> _WORK TO DO_
[a] In the passage on Trent Lott, restate the stretch from "Chester Trent Lott" through "Dixiecrat presidential bid.", swapping "politician" for "statesman".
[b] Pick up the passage on Trent Lott after its last sentence and continue it.

> _GIVEN PASSAGE_
——
Trent Lott


Chester Trent Lott Sr. is an American lobbyist, lawyer, author, and politician who represented Mississippi in the United States House of Representatives from 1973 to 1989 and in the United States Senate from 1989 to 2007. Lott served in numerous leadership positions in both chambers of Congress as one of the first of a wave of Republicans winning seats in Southern states that had been solidly Democratic. Later in his career, he served twice as Senate Majority Leader, and also, alternately, Senate Minority Leader. In 2003, he stepped down from the position after controversy due to his praising of Senator Strom Thurmond's 1948 segregationist Dixiecrat presidential bid.
From 1968 to 1972, Lott was an administrative assistant to Representative William M. Colmer of Mississippi, who was also the chairman of the House Rules Committee. Upon Colmer's retirement, Lott won Colmer's former seat in the House of Representatives. In 1988, Lott ran successfully for the U.S. Senate to replace another retiree, John C. Stennis. After Republicans took the majority in the Senate, Lott became Senate Majority Whip in 1995 and then Senate Majority Leader in 1996, upon the resignation of presidential nominee Bob Dole of Kansas. Following GOP losses in the 2000 Senate races that resulted in a 50–50 split, Lott briefly became Senate Minority Leader, as Democrat Al Gore was still Vice President and President of the Senate at the beginning of the new term on January 3, 2001. Seventeen days later, Lott was restored as Senate Majority Leader after Republicans regained control of the chamber upon the inauguration of the new vice president, Dick Cheney, on January 20. Lott was Senate Majority Leader until June 6, 2001, when Vermont Senator Jim Jeffords changed his party affiliation from Republican to Independent, and caucused with the Senate Democrats for the remainder of his term. Thereafter, Lott again served as Senate Minority Leader.
——
> _ENTRIES SHOWN_
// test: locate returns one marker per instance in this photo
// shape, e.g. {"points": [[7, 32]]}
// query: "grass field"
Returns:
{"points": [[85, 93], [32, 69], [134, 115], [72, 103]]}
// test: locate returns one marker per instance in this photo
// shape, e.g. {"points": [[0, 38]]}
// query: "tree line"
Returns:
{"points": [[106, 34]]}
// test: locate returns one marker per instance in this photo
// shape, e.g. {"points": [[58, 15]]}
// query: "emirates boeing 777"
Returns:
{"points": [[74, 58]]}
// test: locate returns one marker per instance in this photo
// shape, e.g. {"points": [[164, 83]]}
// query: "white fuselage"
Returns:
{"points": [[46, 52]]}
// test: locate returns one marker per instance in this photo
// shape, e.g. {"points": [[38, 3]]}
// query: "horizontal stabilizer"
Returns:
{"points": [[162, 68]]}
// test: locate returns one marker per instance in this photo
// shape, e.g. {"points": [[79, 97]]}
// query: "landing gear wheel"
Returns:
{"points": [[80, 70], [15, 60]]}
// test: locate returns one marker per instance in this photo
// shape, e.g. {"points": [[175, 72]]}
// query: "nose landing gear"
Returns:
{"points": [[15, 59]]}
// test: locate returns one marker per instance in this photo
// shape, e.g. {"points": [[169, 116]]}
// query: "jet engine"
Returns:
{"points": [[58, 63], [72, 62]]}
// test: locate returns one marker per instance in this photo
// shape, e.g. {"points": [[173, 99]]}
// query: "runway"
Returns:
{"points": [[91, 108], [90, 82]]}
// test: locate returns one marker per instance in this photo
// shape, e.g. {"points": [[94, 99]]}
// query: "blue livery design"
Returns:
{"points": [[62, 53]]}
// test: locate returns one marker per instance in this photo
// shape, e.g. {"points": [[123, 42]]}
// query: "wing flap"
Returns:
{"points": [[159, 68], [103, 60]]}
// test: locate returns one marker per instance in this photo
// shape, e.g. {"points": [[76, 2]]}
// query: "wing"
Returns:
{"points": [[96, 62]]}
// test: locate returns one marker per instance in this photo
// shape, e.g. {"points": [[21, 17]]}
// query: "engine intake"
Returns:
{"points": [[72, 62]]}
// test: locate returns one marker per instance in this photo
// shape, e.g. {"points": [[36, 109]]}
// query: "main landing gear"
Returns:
——
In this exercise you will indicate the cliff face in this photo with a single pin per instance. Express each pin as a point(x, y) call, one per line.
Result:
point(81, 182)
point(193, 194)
——
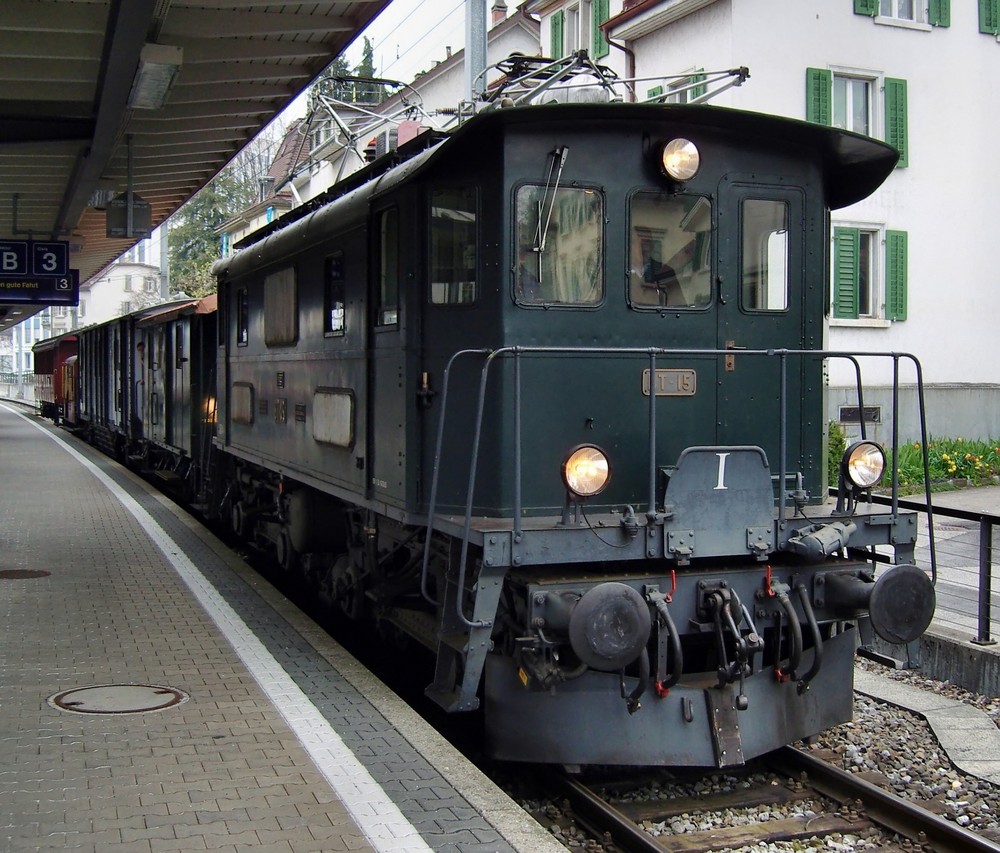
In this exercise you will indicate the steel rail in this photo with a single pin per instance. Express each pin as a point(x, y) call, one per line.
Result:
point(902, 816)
——
> _RESULTS_
[a]
Chester Trent Lott Sr. is an American lobbyist, lawyer, author, and statesman who represented Mississippi in the United States House of Representatives from 1973 to 1989 and in the United States Senate from 1989 to 2007. Lott served in numerous leadership positions in both chambers of Congress as one of the first of a wave of Republicans winning seats in Southern states that had been solidly Democratic. Later in his career, he served twice as Senate Majority Leader, and also, alternately, Senate Minority Leader. In 2003, he stepped down from the position after controversy due to his praising of Senator Strom Thurmond's 1948 segregationist Dixiecrat presidential bid.

[b]
Following Republican gains in the 2002 midterm elections, Lott was slated to again become Majority Leader when the next Senate session began in January 2003. However, on December 20, 2002, after significant controversy following comments he made regarding Strom Thurmond's presidential candidacy, Lott resigned as Senate Minority Leader.
Though no longer in leadership, Lott remained in the Senate until resigning in 2007. Fellow Republican Roger Wicker won the 2008 special election to replace him. Lott became a lobbyist, co-founding the Breaux–Lott Leadership Group. The firm was later acquired by law and lobbying firm Patton Boggs. Lott serves as a Senior Fellow at the Bipartisan Policy Center, where he focuses on issues related to energy, national security, transportation and congressional reforms. Lott is also a co-chair of BPC's Energy Project. In June 2020 Lott was fired from the Washington law and lobbying firm Squire Patton Boggs while negotiating to join another firm. Days later on June 15, 2020, Lott joined Crossroads Strategies along with his longtime colleague John Breaux.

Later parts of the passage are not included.